● Teks Sumber
Minggu, 01 Juni 2014

ETIKA PROFESI DAN HUKUM KESEHATAN TENTANG ADOPSI


TUGAS ETIKA PROFESI DAN HUKUM KESEHATAN
TENTANG ADOPSI

DOSEN PENGAMPU : HERLI GUSTIANI, SST, M.KES



NAMA : EKAWATI
NIM : 12.11.401.01.0352




AKADEMI KEBIDANAN MUHAMMADIYAH KOTIM
TAHUN AJARAN 2012/2013

A.   Latar Belakang Adopsi
Keinginan untuk mempunyai anak adalah naluri manusiawi dan alamiah. Akan tetapi kadang-kadang naluri ini terbentur pada takdir illahi, dimana kehendak mempunyai anak tidak tercapai. Pada umumnya manusia tidak akan puas dengan apa yang dialaminya, sehingga berbagai usaha dilakukan untuk memenuhi kepuasan tersebut. Dalam hal pemilikan anak, usaha yang dilakukan adalah mengangkat anak atau adopsi.
Menurut Djaja S. Meliala, (1982: 4) dalam bukunya berjudul "pengangkatan anak di Indonesia" latar belakang dilakukan pengangkatan anak karena rasa belas kasihan terhadap anak terlantar atau anak yang orang tuanya tidak mampu memeliharanya atau alasan kemanusiaan. Tidak mempunyai anak dan keinginan anak untuk menjaga dan memelihara kelak dikemudian hari tua. Adanya kepercayaan bahwa dengan adanya anak dirumah maka akan mempunyai anak sendiri. Untuk mendapatkan teman bagi anaknya yang sudah ada. Untuk menambah atau mendapatkan tenaga kerja. Untuk mempertahankan ikatan perkawinan atau kebahagiaan keluarga.

● Data yang Diberikan
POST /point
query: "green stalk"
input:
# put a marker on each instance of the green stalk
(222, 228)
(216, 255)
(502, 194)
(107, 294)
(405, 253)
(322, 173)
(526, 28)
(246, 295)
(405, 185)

==

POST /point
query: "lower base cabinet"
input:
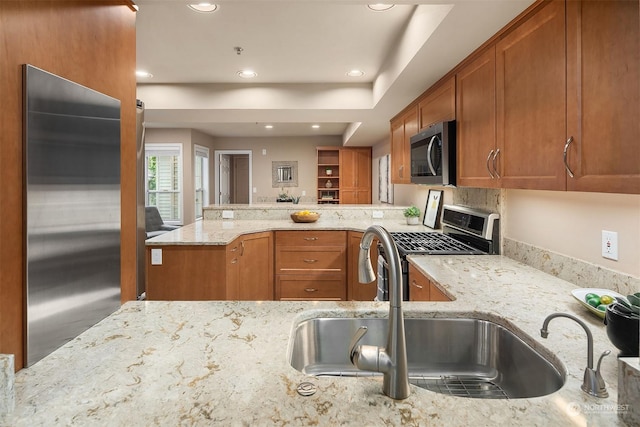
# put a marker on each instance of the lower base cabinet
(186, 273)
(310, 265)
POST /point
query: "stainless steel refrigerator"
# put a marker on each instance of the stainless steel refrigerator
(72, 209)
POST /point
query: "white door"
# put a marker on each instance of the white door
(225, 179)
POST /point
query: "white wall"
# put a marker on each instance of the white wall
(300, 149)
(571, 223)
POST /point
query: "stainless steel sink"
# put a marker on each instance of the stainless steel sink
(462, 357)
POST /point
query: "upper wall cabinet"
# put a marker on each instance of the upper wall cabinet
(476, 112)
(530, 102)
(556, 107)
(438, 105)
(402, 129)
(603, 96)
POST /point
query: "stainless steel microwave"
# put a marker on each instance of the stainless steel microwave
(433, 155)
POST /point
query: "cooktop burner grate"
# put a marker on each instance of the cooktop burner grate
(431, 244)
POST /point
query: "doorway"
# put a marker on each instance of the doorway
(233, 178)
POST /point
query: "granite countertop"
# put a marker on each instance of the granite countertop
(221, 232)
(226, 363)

● Tugas Latihan
Salin seluruh teks tentang adopsi di atas, dari baris pertama sampai terakhir, tanpa mengubah satu kata pun.

● Hasil Tugas
Minggu, 01 Juni 2014

ETIKA PROFESI DAN HUKUM KESEHATAN TENTANG ADOPSI


TUGAS ETIKA PROFESI DAN HUKUM KESEHATAN
TENTANG ADOPSI

DOSEN PENGAMPU : HERLI GUSTIANI, SST, M.KES



NAMA : EKAWATI
NIM : 12.11.401.01.0352




AKADEMI KEBIDANAN MUHAMMADIYAH KOTIM
TAHUN AJARAN 2012/2013

A.   Latar Belakang Adopsi
Keinginan untuk mempunyai anak adalah naluri manusiawi dan alamiah. Akan tetapi kadang-kadang naluri ini terbentur pada takdir illahi, dimana kehendak mempunyai anak tidak tercapai. Pada umumnya manusia tidak akan puas dengan apa yang dialaminya, sehingga berbagai usaha dilakukan untuk memenuhi kepuasan tersebut. Dalam hal pemilikan anak, usaha yang dilakukan adalah mengangkat anak atau adopsi.
Menurut Djaja S. Meliala, (1982: 4) dalam bukunya berjudul "pengangkatan anak di Indonesia" latar belakang dilakukan pengangkatan anak karena rasa belas kasihan terhadap anak terlantar atau anak yang orang tuanya tidak mampu memeliharanya atau alasan kemanusiaan. Tidak mempunyai anak dan keinginan anak untuk menjaga dan memelihara kelak dikemudian hari tua. Adanya kepercayaan bahwa dengan adanya anak dirumah maka akan mempunyai anak sendiri. Untuk mendapatkan teman bagi anaknya yang sudah ada. Untuk menambah atau mendapatkan tenaga kerja. Untuk mempertahankan ikatan perkawinan atau kebahagiaan keluarga.